(DATA TO PROCESS)
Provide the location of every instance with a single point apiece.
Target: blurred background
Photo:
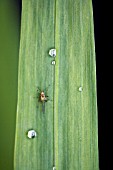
(10, 13)
(10, 22)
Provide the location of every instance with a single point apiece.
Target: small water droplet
(53, 62)
(80, 89)
(31, 134)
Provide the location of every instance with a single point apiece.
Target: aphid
(42, 97)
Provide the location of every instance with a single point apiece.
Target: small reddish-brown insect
(42, 97)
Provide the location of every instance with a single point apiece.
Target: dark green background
(10, 11)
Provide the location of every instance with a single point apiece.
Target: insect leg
(43, 107)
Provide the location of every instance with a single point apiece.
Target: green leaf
(67, 129)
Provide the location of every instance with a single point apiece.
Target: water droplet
(52, 52)
(53, 62)
(31, 134)
(80, 89)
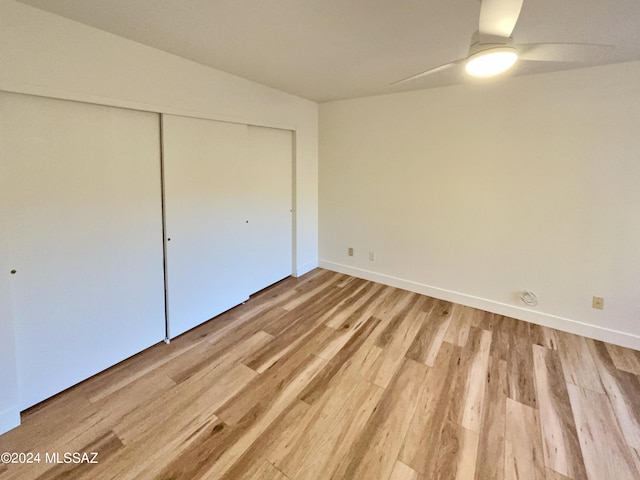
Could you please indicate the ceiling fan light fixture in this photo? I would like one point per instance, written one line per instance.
(491, 61)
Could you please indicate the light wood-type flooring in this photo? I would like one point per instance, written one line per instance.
(332, 377)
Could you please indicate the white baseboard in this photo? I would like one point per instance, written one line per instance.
(560, 323)
(9, 419)
(306, 268)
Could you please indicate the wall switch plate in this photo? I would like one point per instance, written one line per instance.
(598, 303)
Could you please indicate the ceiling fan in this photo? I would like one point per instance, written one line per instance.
(493, 50)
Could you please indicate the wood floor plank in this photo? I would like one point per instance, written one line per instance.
(624, 358)
(606, 455)
(520, 364)
(273, 443)
(316, 388)
(394, 341)
(282, 387)
(371, 295)
(460, 324)
(402, 471)
(524, 459)
(490, 463)
(434, 326)
(577, 362)
(325, 442)
(543, 336)
(623, 391)
(422, 441)
(560, 439)
(374, 453)
(470, 381)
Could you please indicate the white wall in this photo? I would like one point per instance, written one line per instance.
(473, 193)
(9, 411)
(43, 54)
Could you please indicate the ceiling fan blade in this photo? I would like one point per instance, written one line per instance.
(430, 72)
(499, 17)
(563, 52)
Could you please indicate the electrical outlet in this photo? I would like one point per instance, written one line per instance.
(598, 303)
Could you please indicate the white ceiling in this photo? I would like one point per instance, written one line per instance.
(332, 49)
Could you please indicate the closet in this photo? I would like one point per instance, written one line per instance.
(82, 189)
(228, 201)
(127, 227)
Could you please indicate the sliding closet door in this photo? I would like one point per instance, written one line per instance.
(269, 192)
(85, 237)
(206, 215)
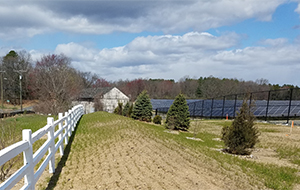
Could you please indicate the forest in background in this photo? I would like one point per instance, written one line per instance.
(56, 83)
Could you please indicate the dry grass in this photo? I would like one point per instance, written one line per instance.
(113, 152)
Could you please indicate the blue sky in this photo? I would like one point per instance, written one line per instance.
(122, 39)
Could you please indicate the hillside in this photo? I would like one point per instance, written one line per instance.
(113, 152)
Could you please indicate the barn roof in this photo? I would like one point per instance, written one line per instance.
(90, 93)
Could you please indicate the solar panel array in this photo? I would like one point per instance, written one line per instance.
(282, 103)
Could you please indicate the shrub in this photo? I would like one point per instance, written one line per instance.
(157, 119)
(242, 135)
(119, 109)
(178, 116)
(142, 109)
(126, 110)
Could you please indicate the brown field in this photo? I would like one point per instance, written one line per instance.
(113, 152)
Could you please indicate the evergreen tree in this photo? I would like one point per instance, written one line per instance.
(178, 116)
(119, 109)
(142, 109)
(242, 134)
(126, 110)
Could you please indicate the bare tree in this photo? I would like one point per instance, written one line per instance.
(55, 83)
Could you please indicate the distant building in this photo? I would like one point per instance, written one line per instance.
(108, 96)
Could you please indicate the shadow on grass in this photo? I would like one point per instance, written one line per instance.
(53, 180)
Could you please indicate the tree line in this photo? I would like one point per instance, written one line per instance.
(54, 82)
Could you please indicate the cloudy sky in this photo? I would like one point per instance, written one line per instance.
(170, 39)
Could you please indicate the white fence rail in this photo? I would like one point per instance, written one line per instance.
(66, 125)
(End DATA TO PROCESS)
**TO DO:**
Line by line, reproduce the material above exactly, leaving each picture out.

**WRITTEN SOLUTION:**
Provide the location of every instance with a single point apiece.
Target: blurred background
Photo:
(10, 13)
(10, 22)
Provide the location of every instance with a single point apiece.
Target: small water droplet
(53, 62)
(80, 89)
(31, 134)
Provide the location of every instance with a single point apiece.
Target: aphid
(42, 97)
Provide the location of every instance with a single point apiece.
Target: small reddish-brown insect
(42, 97)
Provide the location of every instance with a single point apiece.
Target: dark green background
(10, 11)
Provide the location of every instance with a single point apiece.
Target: insect leg
(43, 107)
Provide the location of every instance with a single point apiece.
Target: green leaf
(67, 129)
Provide the location of every instance with a single point apiece.
Target: water droplet
(52, 52)
(53, 62)
(31, 134)
(80, 89)
Could you please indicate the ceiling fan light fixture in this photo? I would like one point per instance, written one line per instance.
(491, 61)
Could you please indicate the light wood-type flooring in this photo? I would like one point per instance, written one line per instance.
(332, 377)
Could you please indicate the white baseboard in this photo? I would like one point per instance, written one line per instance.
(560, 323)
(9, 419)
(306, 268)
Could you please indicate the wall switch plate in this photo? I would like one point per instance, written one line per instance.
(598, 303)
Could you please indicate the ceiling fan in this photo? I would like one point per instance, written one line per instance.
(493, 50)
Could you please indicate the wood floor plank in this photo? I would like one point per instance, written one line per instance.
(624, 358)
(606, 455)
(520, 364)
(273, 443)
(316, 388)
(394, 341)
(282, 387)
(371, 295)
(460, 324)
(402, 471)
(524, 459)
(490, 463)
(434, 326)
(577, 362)
(325, 442)
(543, 336)
(623, 391)
(422, 441)
(560, 439)
(374, 453)
(470, 381)
Could you please indicate the white wall in this photo? I would like one point per instance, written one line per instance.
(473, 193)
(9, 411)
(43, 54)
Could you please indicate the ceiling fan blade in this photo? I would like one point per instance, written one line per instance.
(430, 72)
(499, 17)
(563, 52)
Could you please indicate the electrical outlet in this photo? I would like one point per instance, written one line per instance.
(598, 303)
Could you please indicate the white ceiling in this photo? I would like one point per instance, written one line per instance.
(332, 49)
Could you please indicate the closet in this photo? I would like one point per instance, written one line per instance.
(82, 189)
(228, 201)
(127, 227)
Could you please indicate the sliding closet door in this photo? I would like one point per instance, written one line per instance.
(269, 192)
(85, 237)
(206, 215)
Could you please indicate the forest in background in this photo? I would like one point per instance, written one line per instance.
(56, 83)
Could you please indicate the dry grass in this photo? I would like one point per instance, written one line per instance.
(113, 152)
Could you please indicate the blue sky in this photo? I would like one point per instance, written one line per instance.
(122, 39)
Could you please indicate the hillside in this photo? I would like one point per instance, written one line per instance.
(113, 152)
Could you please indicate the barn roof in this photo? I would like one point per instance, written one line per instance.
(90, 93)
Could you please indicate the solar panel array in this photo? I would like one point per instance, written one line per instance.
(282, 103)
Could you please indicate the shrub in this photo? I would like one point per instance, written one line per instance.
(157, 119)
(242, 135)
(119, 109)
(178, 116)
(142, 109)
(126, 110)
Could you please indicate the brown field in this photo? I would like one point per instance, written one line per instance.
(113, 152)
Could you please indicate the evergreen tree in this photo? I would like one point per instance, written one line per instance.
(178, 116)
(119, 109)
(142, 109)
(242, 134)
(126, 110)
Could you please indicate the bare tree in this photo? I would like one point per instance, written one line per instance.
(55, 83)
Could you please indicate the distant building in this photo? I would like one point per instance, written one line per instance.
(108, 96)
Could you please indicate the shadow on grass in this photo? I would like one point per instance, written one line per instance.
(53, 180)
Could you please indicate the tree line in this photo? I would like one point per instance, written one line per instance.
(54, 82)
Could you please indicate the cloudy sky in this photo? I would like one point per instance, written one line per instance.
(170, 39)
Could you please indicate the white fence rail in this photo? I would like one point per instance, written one line per instance.
(66, 125)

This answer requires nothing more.